__Stored data entries__.
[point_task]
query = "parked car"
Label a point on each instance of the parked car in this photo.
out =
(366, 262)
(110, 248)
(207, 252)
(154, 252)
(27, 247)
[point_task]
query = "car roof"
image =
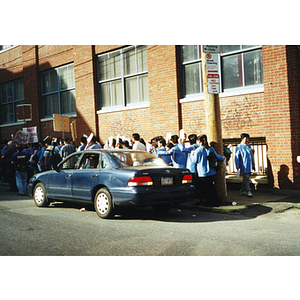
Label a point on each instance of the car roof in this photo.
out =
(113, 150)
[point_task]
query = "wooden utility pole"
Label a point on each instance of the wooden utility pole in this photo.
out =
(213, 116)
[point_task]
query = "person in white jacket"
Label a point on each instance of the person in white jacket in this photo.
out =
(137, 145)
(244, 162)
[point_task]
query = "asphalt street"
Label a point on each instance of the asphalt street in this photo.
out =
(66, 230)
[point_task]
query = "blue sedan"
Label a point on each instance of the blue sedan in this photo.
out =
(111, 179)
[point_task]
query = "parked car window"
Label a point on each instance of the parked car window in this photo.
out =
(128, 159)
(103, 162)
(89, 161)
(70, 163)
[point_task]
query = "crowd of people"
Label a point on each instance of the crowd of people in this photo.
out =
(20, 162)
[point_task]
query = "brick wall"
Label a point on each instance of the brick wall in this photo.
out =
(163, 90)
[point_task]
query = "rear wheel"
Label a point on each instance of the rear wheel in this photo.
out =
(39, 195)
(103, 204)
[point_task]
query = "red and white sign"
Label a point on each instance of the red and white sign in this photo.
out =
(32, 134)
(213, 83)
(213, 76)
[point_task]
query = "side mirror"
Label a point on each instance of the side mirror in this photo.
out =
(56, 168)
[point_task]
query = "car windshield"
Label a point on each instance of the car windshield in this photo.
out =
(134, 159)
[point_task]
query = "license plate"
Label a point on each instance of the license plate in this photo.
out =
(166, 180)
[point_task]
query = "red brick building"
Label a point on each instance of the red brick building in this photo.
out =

__Task statement__. Would you repeat the entries exactly, keeping the images out?

__Written response__.
[point_task]
query = "parked car"
Label a point on each instance of the parked car in this photo.
out =
(366, 262)
(110, 248)
(207, 252)
(154, 252)
(27, 247)
[point_task]
query = "car roof"
image =
Label a point on each instance of the car roof in this photo.
out =
(113, 150)
[point_task]
query = "wooden utility pole"
Label a point on each instance of the wooden utility pole in this photo.
out =
(213, 116)
[point_task]
query = "person in white jacket"
Label a point on each instance of the person in white jacket in this photo.
out =
(137, 145)
(244, 162)
[point_task]
query = "asphalt street"
Label a point on each instance of the asphalt street in this photo.
out =
(66, 230)
[point_task]
query = "blue sedan"
Label a point on each instance of the blue sedan in this photo.
out =
(111, 179)
[point_task]
query = "parked car window"
Label a point on each instance of the parked car window in this photo.
out =
(128, 159)
(103, 162)
(89, 161)
(70, 163)
[point_task]
query = "crowd of people"
Label a point on each instance of the crowd of people in this photo.
out =
(20, 162)
[point_task]
query = "brick wall"
Label a point on each instance of the brick wall in this photo.
out =
(163, 90)
[point_task]
query = "rear wheel"
Label a point on each instance of the rear wheel in this photo.
out =
(39, 195)
(103, 204)
[point_task]
query = "red and white sign"
Label a point on each instance of the red and white sign in this photo.
out =
(32, 134)
(213, 83)
(213, 76)
[point_task]
query = "side mirror"
Label a point on each instance of the side mirror in this photo.
out =
(56, 168)
[point_task]
query = "car windshield"
Label a point on each instance of the car windshield in this photo.
out =
(134, 159)
[point_task]
query = "license plate"
Label a point on each instance of the license plate in this photo.
out =
(166, 180)
[point_task]
query = "red brick building"
Label a point on each instance of the red brick building in this photo.
out =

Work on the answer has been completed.